TASKS TO PERFORM |
A) In the module introduction on disease after 1492, repeat word for word the passage starting at "What were the" and ending at "the New World.".
B) Answer these questions from the module introduction on disease after 1492:
(i) What spread the "Black Plague"?
(ii) In what year did epidemiologists identify the illnesses now known as AIDS?
(iii) Which people of central Mexico does the introduction name?

DOCUMENT EXTRACT |
++++

Module 01: Demographic Catastrophe — What Happened to the Native Population After 1492?

Introduction

What happens when a culture encounters a new and deadly disease, or comes face to face with a series of new, deadly diseases that strike one after another? What happens? How many will die? How does the society's infrastructure — the interconnected institutions of government and economy — hold up against a foe as small as a virus or bacteria? How do people treat their families and neighbors? How well does the society's medical system and religious ideology adjust to and account for the previously unknown plague? How do those who survive change?

Historians have asked similar questions again and again throughout history as human beings confront enemies in the form of tiny, unfamiliar viruses and bacteria. The answers have much to tell us about the coherence of the community, the strength of its beliefs, and the power of its rulers, as well as the disease's demographic impact.

Thucydides, the Greek scribe, recounted the deadly plague that struck Athens during the Peloponnesian War. The "Black Plague," spread by fleas, decimated the European population in the fourteenth century. In 1918, an influenza pandemic swept the world killing millions. Then, in 1981, epidemiologists identified a new and deadly combination of illnesses that we now know as AIDS, and most recently the possibility of human-to-human transmission of the "bird flu" has once again raised fears of a deadly and widespread epidemic.

In the past, confrontation with disease led to changes in political and economic structures, in medical and public health efforts, and in social interaction. Consequences were specific to the time and place of the epidemic. It is now evident that disease can be an important agent of historical change; understanding the historic impact of disease can help us respond more effectively to disease today and in the future.

This module examines cultural confrontation with disease in the "age of exploration" when, during the fifteenth and sixteenth centuries, Europeans began to roam the globe, encountering new cultures and extending their political and economic control over vast territories in North, Central, and South America. Along with their plants, animals, religion, and political structures, the explorers also brought their diseases. In the wake of the voyages of discovery and exploration by Christopher Columbus, the native peoples of the Caribbean Islands and Meso-America first encountered the diseases common to Europe, but unknown in the Western Hemisphere.

What were the consequences of this encounter? How did European diseases affect new world peoples like the Aztecs of central Mexico? The documents in this module ask you to evaluate the role of disease in the Spaniards' "conquest" of the New World.

++++

RECORDS SHOWN |
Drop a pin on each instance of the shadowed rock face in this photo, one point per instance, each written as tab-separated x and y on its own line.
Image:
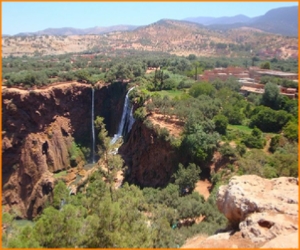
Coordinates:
151	160
38	129
263	209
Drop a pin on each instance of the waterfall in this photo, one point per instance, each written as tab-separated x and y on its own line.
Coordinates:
93	127
127	119
131	120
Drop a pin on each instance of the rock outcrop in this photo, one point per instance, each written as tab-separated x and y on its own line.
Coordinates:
262	209
38	129
150	159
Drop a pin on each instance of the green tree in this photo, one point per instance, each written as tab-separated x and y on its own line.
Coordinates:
290	131
271	97
186	178
202	88
265	65
112	163
221	123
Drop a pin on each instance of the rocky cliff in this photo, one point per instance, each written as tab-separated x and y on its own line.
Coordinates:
263	213
151	160
263	210
38	129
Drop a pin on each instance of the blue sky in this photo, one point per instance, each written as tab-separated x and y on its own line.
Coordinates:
34	16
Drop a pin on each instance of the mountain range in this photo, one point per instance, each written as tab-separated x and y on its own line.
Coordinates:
283	21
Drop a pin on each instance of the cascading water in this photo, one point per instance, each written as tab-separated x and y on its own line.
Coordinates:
93	126
131	120
127	118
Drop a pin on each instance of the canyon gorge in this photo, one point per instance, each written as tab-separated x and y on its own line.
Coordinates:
40	127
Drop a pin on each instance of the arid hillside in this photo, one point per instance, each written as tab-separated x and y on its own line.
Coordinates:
175	37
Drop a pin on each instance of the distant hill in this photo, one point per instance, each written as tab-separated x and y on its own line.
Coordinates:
220	20
172	36
67	31
283	21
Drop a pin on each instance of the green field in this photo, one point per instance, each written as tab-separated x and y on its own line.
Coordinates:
170	93
240	128
60	174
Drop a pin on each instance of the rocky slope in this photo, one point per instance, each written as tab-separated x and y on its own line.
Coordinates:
150	159
264	213
38	129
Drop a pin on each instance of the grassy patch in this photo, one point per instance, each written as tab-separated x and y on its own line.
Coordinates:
170	93
240	128
23	223
60	174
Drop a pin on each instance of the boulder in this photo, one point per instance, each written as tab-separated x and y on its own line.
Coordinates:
262	209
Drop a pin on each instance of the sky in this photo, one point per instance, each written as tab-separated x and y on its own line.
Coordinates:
35	16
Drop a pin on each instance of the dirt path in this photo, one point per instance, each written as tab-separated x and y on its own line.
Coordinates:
202	187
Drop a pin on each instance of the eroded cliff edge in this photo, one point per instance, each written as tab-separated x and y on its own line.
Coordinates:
38	128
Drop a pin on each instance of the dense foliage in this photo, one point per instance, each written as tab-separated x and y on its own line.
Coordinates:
257	134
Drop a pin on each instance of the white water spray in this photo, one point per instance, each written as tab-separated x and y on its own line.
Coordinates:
126	117
93	126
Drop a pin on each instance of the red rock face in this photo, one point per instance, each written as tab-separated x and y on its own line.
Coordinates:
151	160
38	129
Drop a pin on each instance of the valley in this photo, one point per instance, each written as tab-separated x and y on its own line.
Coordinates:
165	136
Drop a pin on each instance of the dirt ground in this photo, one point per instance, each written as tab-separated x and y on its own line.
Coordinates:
202	187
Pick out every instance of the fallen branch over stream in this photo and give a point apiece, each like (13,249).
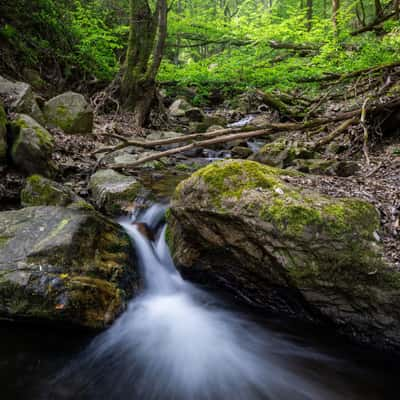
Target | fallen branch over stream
(201,140)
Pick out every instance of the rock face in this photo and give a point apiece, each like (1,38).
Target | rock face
(32,146)
(285,248)
(64,265)
(3,135)
(19,97)
(113,192)
(40,191)
(70,112)
(179,107)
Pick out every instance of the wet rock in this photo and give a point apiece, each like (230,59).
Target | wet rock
(64,265)
(19,97)
(241,152)
(179,107)
(70,112)
(282,153)
(3,135)
(40,191)
(113,192)
(32,146)
(131,154)
(241,225)
(194,114)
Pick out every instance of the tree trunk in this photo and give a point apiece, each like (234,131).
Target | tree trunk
(335,10)
(146,44)
(309,6)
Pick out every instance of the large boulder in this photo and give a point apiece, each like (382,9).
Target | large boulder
(179,107)
(32,146)
(19,97)
(113,192)
(40,191)
(64,265)
(70,112)
(285,248)
(3,135)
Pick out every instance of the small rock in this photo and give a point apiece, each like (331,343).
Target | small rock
(39,191)
(113,192)
(32,146)
(179,107)
(19,97)
(70,112)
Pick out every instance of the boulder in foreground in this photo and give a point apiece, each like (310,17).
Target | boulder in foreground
(242,225)
(70,112)
(66,265)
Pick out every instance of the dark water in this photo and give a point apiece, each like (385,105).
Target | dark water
(178,342)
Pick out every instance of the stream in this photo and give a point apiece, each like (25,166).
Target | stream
(177,341)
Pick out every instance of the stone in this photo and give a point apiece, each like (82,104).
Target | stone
(113,192)
(281,153)
(179,107)
(282,247)
(71,112)
(19,97)
(3,135)
(40,191)
(32,146)
(194,114)
(64,265)
(241,152)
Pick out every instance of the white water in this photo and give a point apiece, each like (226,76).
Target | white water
(176,342)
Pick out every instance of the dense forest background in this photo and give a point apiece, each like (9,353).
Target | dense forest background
(215,47)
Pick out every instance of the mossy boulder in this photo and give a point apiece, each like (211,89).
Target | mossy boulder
(113,192)
(179,107)
(40,191)
(282,247)
(32,146)
(19,97)
(282,153)
(3,135)
(71,112)
(64,265)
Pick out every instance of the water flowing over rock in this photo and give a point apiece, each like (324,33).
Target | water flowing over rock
(285,248)
(113,192)
(68,265)
(19,97)
(39,191)
(70,112)
(32,146)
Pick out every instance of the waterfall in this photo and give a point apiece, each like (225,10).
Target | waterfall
(177,342)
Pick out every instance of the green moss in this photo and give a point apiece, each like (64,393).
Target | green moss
(230,179)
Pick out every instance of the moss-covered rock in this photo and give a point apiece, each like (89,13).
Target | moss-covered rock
(285,248)
(19,97)
(113,192)
(40,191)
(3,135)
(64,265)
(282,153)
(32,146)
(70,112)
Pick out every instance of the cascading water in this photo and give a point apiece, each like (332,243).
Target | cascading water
(176,342)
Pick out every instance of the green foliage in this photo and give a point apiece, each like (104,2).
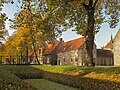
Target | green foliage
(11,82)
(42,84)
(84,78)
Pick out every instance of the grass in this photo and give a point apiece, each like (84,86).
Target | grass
(87,78)
(9,81)
(42,84)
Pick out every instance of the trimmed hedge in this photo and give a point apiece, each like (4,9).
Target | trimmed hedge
(85,78)
(9,81)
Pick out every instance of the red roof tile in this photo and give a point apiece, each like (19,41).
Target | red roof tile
(51,47)
(73,44)
(109,44)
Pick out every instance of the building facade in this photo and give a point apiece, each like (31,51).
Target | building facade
(74,53)
(117,49)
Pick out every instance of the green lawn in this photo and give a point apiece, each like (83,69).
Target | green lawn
(87,78)
(42,84)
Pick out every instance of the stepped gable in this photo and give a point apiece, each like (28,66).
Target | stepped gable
(73,44)
(51,47)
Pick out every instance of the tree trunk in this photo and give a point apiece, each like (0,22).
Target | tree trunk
(35,54)
(26,59)
(90,35)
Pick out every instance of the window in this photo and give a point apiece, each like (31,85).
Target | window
(71,59)
(76,58)
(63,59)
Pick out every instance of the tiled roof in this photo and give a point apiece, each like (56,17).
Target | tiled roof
(104,53)
(51,47)
(109,44)
(73,44)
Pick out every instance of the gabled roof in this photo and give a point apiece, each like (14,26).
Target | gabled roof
(104,53)
(73,44)
(51,47)
(109,44)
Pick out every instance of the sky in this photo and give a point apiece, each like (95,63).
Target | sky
(101,38)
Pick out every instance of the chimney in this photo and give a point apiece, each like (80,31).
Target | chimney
(60,39)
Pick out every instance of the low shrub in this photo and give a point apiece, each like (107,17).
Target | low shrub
(84,78)
(9,81)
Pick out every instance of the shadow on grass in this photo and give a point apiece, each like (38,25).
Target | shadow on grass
(78,81)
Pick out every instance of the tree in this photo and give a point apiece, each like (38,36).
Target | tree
(86,17)
(2,22)
(37,22)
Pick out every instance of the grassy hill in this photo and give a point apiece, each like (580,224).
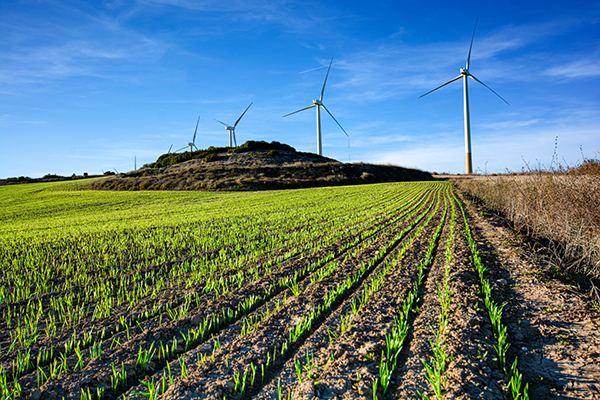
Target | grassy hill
(252,166)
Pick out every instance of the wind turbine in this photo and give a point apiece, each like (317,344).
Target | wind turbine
(465,74)
(193,142)
(318,104)
(231,129)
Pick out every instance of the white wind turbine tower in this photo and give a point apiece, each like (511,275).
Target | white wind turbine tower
(193,142)
(318,104)
(231,129)
(465,74)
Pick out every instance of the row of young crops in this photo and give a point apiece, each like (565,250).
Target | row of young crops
(237,295)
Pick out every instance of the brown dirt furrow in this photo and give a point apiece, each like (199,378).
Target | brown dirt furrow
(166,329)
(349,363)
(473,372)
(214,379)
(554,328)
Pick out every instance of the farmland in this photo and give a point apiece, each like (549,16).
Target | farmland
(396,290)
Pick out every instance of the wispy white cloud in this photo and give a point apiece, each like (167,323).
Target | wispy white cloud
(585,68)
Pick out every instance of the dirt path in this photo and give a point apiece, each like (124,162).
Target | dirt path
(318,325)
(554,328)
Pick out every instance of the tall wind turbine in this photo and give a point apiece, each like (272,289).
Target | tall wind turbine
(465,74)
(231,129)
(318,104)
(191,144)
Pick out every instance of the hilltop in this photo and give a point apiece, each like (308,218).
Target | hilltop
(252,166)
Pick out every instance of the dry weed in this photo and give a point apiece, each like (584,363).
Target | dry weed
(561,206)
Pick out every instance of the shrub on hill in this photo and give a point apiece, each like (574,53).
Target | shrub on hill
(210,154)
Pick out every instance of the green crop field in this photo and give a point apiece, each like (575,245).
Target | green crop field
(107,295)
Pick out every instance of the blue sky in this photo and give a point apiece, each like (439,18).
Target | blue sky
(87,86)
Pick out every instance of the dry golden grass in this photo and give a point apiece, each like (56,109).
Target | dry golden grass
(561,206)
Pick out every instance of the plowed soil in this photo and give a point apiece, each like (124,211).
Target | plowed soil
(248,352)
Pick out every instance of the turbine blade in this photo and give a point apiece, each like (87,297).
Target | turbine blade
(488,88)
(234,125)
(323,90)
(441,86)
(305,108)
(197,122)
(470,47)
(334,119)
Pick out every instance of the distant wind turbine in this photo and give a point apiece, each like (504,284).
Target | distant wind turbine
(191,144)
(318,104)
(465,74)
(231,129)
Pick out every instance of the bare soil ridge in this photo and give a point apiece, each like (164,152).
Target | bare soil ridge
(258,170)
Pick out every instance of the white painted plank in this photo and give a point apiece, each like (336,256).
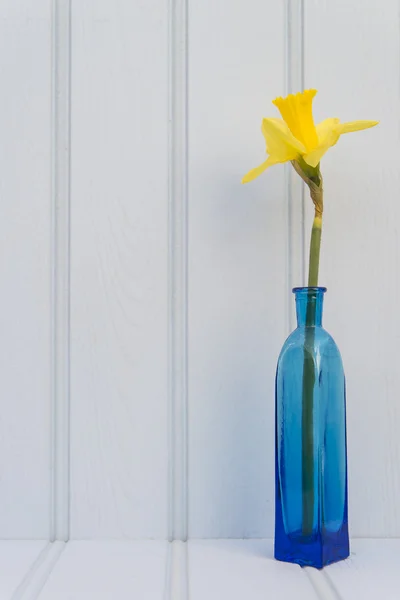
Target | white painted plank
(16,559)
(119,269)
(237,266)
(371,572)
(109,570)
(352,57)
(34,580)
(25,35)
(238,569)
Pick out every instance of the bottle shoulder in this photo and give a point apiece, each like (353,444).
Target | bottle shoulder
(315,339)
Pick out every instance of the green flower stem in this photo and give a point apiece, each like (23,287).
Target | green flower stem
(308,385)
(315,247)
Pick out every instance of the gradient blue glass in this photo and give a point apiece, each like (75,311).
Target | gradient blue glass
(327,541)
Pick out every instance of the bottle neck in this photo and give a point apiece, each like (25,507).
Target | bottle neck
(309,306)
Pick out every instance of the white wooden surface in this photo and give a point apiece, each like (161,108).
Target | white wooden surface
(237,569)
(199,570)
(237,267)
(25,315)
(17,558)
(119,269)
(174,277)
(109,571)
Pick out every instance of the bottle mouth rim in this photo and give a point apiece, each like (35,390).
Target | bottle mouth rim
(305,290)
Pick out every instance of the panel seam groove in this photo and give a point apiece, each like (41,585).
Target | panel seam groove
(178,269)
(38,574)
(60,275)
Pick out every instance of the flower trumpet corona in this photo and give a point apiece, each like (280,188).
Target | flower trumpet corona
(297,139)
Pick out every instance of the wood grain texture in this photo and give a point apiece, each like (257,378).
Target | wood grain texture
(237,266)
(16,559)
(237,569)
(352,57)
(108,571)
(119,269)
(25,72)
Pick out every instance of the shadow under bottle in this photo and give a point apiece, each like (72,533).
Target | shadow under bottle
(311,526)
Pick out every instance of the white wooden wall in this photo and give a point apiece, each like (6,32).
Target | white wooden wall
(145,294)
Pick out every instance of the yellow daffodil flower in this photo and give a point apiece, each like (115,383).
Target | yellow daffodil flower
(296,138)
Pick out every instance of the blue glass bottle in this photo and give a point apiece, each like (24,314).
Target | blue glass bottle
(311,464)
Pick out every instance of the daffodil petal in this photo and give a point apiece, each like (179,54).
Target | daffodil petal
(280,141)
(328,133)
(357,126)
(296,110)
(260,169)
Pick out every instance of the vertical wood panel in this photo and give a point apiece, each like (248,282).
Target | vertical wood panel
(237,266)
(25,34)
(119,250)
(352,57)
(61,53)
(178,270)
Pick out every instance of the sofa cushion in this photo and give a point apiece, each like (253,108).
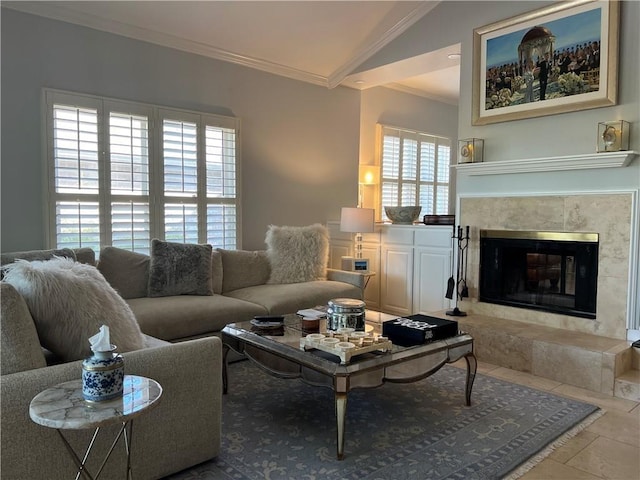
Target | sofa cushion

++++

ANSWERS PROVIDED |
A)
What were the consequences of this encounter? How did European diseases affect new world peoples like the Aztecs of central Mexico? The documents in this module ask you to evaluate the role of disease in the Spaniards' "conquest" of the New World.

B)
(i) Fleas
(ii) 1981
(iii) The Aztecs